Start of Records to process
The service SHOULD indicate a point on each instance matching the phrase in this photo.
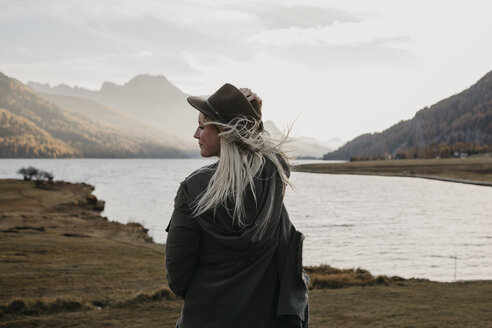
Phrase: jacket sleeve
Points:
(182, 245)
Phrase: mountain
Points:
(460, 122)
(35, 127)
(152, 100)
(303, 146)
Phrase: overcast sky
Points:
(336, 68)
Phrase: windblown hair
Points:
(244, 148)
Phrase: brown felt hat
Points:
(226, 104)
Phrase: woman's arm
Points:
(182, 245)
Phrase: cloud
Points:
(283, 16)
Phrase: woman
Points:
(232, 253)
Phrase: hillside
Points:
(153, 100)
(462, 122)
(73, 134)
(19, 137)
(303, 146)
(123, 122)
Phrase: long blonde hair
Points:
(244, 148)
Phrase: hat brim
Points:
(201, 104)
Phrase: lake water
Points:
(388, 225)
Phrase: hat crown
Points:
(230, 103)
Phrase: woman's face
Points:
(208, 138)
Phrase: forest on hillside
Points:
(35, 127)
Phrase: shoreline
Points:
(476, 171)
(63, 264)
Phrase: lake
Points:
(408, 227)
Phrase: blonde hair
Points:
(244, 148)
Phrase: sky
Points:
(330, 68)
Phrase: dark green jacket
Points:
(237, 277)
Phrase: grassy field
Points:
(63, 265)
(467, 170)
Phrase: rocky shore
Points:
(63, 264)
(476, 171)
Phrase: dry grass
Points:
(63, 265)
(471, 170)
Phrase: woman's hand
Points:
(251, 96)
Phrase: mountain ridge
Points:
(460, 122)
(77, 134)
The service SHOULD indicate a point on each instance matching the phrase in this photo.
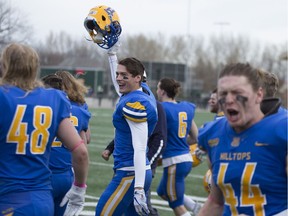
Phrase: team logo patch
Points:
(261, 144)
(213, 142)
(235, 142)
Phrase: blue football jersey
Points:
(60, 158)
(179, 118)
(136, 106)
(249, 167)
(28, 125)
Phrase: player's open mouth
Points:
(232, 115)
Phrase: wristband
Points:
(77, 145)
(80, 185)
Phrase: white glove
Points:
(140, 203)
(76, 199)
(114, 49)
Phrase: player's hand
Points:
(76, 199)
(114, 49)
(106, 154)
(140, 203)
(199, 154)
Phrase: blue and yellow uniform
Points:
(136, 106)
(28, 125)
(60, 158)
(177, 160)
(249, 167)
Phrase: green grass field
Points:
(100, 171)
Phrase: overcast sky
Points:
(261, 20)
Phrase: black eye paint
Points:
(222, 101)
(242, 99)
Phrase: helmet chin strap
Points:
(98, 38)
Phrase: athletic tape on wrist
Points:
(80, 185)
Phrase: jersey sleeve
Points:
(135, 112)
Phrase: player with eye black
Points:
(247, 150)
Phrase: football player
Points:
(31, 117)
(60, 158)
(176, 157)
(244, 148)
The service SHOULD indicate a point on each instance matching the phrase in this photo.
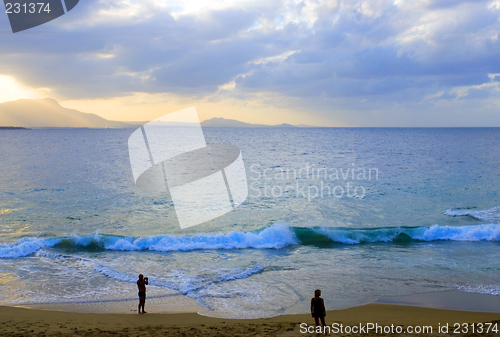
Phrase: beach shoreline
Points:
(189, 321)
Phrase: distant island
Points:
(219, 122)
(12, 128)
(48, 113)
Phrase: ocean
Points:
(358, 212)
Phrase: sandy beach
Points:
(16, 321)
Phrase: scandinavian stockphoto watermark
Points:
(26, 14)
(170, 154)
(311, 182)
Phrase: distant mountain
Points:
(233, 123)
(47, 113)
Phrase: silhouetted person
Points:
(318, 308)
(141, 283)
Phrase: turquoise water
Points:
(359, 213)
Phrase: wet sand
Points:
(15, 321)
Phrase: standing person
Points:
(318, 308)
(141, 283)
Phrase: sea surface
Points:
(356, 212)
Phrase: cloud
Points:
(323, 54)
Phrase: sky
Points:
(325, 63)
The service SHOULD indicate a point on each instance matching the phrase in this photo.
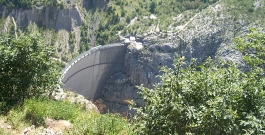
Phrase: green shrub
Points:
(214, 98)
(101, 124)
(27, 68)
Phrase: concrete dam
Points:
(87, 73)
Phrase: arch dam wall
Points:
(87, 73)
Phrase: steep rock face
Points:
End of Records to process
Your goal ▸
Copy out every line of the data in which the word "field" is found.

Problem solution ▸
Phrase: grassy field
Phrase: green grass field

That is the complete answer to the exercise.